| PROBLEM STATEMENT |
Print every line of the material exactly.

| DATA IN THIS EXERCISE |
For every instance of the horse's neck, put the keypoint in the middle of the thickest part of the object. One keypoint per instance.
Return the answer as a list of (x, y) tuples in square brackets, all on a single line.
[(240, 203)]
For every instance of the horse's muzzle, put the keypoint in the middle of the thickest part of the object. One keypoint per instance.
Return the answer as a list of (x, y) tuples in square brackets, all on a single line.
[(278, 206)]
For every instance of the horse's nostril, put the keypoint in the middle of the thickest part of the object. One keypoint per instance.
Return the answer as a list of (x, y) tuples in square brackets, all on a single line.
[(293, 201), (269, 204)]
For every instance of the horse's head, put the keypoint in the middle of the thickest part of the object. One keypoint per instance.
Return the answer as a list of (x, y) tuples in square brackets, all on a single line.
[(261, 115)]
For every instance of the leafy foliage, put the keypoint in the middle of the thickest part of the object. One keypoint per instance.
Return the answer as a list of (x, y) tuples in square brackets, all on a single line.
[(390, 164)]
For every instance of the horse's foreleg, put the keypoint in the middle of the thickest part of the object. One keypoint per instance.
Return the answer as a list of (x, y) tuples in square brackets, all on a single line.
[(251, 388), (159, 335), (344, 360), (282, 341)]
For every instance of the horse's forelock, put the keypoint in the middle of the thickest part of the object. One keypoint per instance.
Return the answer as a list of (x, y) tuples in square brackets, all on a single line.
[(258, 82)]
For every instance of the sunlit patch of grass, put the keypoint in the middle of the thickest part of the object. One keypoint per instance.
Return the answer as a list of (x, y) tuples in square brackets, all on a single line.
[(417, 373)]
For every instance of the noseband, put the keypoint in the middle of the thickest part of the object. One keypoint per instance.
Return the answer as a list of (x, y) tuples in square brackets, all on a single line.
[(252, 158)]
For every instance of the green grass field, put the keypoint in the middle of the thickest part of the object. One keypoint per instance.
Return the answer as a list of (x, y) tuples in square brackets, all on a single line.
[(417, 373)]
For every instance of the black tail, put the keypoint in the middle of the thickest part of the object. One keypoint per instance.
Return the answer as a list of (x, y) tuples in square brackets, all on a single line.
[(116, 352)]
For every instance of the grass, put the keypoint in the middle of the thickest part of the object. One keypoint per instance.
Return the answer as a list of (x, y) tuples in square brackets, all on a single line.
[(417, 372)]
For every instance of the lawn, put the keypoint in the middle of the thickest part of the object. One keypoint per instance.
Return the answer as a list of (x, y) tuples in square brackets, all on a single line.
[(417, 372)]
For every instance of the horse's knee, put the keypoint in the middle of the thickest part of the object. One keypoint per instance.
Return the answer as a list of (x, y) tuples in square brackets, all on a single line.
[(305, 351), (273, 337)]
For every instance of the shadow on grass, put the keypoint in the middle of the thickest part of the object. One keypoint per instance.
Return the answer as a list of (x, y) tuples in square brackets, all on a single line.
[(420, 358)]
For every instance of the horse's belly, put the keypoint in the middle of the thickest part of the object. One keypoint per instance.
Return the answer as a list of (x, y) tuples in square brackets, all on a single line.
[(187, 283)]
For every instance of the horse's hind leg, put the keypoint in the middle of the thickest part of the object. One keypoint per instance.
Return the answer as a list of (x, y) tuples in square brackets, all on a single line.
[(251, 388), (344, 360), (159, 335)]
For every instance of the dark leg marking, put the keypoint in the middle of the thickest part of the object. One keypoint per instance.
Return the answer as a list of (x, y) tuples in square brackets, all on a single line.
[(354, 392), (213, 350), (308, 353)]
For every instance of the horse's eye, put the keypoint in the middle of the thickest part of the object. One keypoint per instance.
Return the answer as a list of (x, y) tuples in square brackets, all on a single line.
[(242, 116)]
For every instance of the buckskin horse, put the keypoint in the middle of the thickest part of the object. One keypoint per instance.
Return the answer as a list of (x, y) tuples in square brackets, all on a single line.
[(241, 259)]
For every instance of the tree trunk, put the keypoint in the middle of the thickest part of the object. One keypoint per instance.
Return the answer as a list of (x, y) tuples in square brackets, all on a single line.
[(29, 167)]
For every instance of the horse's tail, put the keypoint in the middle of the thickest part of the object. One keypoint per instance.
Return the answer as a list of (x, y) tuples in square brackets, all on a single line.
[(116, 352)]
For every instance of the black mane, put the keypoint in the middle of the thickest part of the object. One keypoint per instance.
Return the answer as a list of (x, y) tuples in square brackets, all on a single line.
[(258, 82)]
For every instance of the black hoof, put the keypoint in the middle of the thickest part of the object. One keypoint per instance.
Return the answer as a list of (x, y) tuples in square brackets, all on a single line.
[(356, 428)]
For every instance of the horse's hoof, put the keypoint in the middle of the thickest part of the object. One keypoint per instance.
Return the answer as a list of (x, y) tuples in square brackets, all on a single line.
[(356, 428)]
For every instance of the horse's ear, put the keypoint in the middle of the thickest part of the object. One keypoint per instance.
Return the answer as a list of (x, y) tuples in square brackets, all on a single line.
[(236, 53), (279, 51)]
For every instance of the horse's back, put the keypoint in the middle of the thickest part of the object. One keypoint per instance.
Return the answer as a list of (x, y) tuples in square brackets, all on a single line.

| ANSWER TO THE PROBLEM |
For every instance of the horse's neck, put the keypoint in the middle of the thickest part of the object. One keypoint per instance.
Return the answer as a list of (x, y) tuples in square brackets, all on a single line.
[(240, 203)]
For every instance of the horse's muzzle, put the keypoint in the middle of the thickest part of the object. One keypoint per instance.
Return the answer as a list of (x, y) tuples in square brackets, all on a single line.
[(278, 206)]
For every instance of the horse's nostril, put the keypoint in the middle of the thickest part of the object. One keypoint per instance.
Return the answer as a list of (x, y) tuples in square brackets, all on a single line.
[(293, 201), (269, 204)]
For every instance of the horse's head, put the keypoint in the middle of the thickest part of the object. One keypoint per instance.
Return the answer as a list of (x, y) tuples in square brackets, all on a single line.
[(261, 115)]
For every instance of the leafy foliage, put the keypoint in the middle of the thickest part of the object. One keypoint per instance.
Return the answer as a list of (x, y) tuples in square brackets, all on a single line.
[(390, 164)]
For every instance of the horse's foreleg, put the keypoint in the middle of the thickest part of the object. One keypoint per instance.
Return the answer as a list of (x, y) tuples in square brackets, all on a single line.
[(251, 388), (159, 335), (344, 360), (282, 341)]
For every instance of the horse's forelock, put the keypoint in the middle of the thickest part of the object. One keypoint per instance.
Return the answer as a list of (x, y) tuples in square brackets, all on a single line.
[(258, 82)]
For every instance of the sunlit patch of grass, put the keypoint in the middle of the thickest part of the object. One keypoint per instance.
Return the answer as a list of (x, y) tuples in square brackets, all on a single line.
[(417, 373)]
For every instance of the noseband, put the keypoint in the middle of the thickest part of the object. One keypoint per instance.
Return the answer as a list of (x, y) tuples in square brackets, all on a single line.
[(252, 158)]
For every instance of the green grass field, put the keypoint in the middle of the thickest part of the object. One keypoint per instance.
Return the answer as a list of (x, y) tuples in square brackets, all on a single line.
[(417, 373)]
For every instance of the black tail, put the keypoint in the middle of the thickest part of the object. One keypoint per instance.
Return the answer as a list of (x, y) tuples in square brackets, all on a single line.
[(116, 352)]
For every instance of the grass, put the keypoint in the middle of the thickest part of the object. One keypoint per instance.
Return the answer as a list of (x, y) tuples in square brackets, all on a single line.
[(417, 372)]
For every instance of the lawn, put the keypoint in the middle of the thickest part of the object. One keypoint per instance.
Return the answer as a list of (x, y) tuples in square brackets, all on a single line.
[(417, 372)]
For every instance of the horse's knee, put the keypoint in the middle of the thickest part of the object. One keypoint per instance.
Return the answer as a list of (x, y) tuples in square brackets, all on a single line.
[(305, 351), (273, 337)]
For every instance of the shadow on grass, put the keypoint in the middle of the thickest part of the object. One keypoint per instance.
Return the answer as a list of (x, y) tuples in square brackets, all on a single line.
[(420, 358)]
For every instance of the horse's belly, put the keypoint in the middle of the thickest part of the object. One keypoint per instance.
Return the answer as a list of (x, y) tuples in square brackets, all on a single line.
[(187, 283)]
For every instance of the horse's hind leg, put the keypoint in the middle of the thickest part of the object. One keypoint per instance.
Return the answer as a list of (x, y) tuples in square brackets, all on a single line.
[(251, 388), (344, 360), (159, 335)]
For every instance of the dark leg marking, put the keypoint in the middle of the thickest part of the object. One keypoint per instance.
Return the answer as a list of (x, y) tuples in square brackets, all on a single line.
[(354, 392), (213, 350), (308, 353)]
For every instance of the horse's eye, put the keypoint in the middle of the thickest part of the object. One keypoint per instance.
Return the answer as a list of (x, y) tuples in square brackets, all on a single line.
[(242, 116)]
For every instance of the buckskin horse, put the keypoint in the middle of the thickest part of the object. One keypoint per instance.
Return the answer as a list of (x, y) tuples in square brackets, all on a single line.
[(241, 259)]
For every instance of the tree trunk, put the keypoint in the middle of the thickest part of the object. One keypoint per instance.
Return the answer as a list of (x, y) tuples in square brackets, all on a single line.
[(29, 167)]
For every instance of the horse's tail, put the keypoint in the middle of the thickest part of the object. One keypoint per instance.
Return the answer as a list of (x, y) tuples in square brackets, all on a single line.
[(116, 352)]
For every instance of the black mane, put the keypoint in the middle of the thickest part of the object. One keypoint per instance.
Return the answer as a list of (x, y) tuples in square brackets, all on a single line.
[(258, 82)]
For every instance of the black hoof, put the keypoint in the middle of the thickest part of the object. One keypoint per instance.
Return the answer as a list of (x, y) tuples in square brackets, all on a single line.
[(356, 428)]
For every instance of the horse's hoof, put the keypoint in the middle of the thickest part of the object. One keypoint per instance.
Return the answer as a list of (x, y) tuples in square brackets, all on a single line.
[(356, 428)]
For every instance of the horse's ear, put the keypoint in the middle of the thickest part of the object. One keypoint per instance.
Return the answer as a list of (x, y) tuples in square brackets, all on a single line.
[(236, 53), (279, 51)]
For every instance of the horse's back, put the keypoint in the middle of the thickest part of the object. One keypoint per instance.
Return the answer as a list of (x, y) tuples in square brackets, all on a single line.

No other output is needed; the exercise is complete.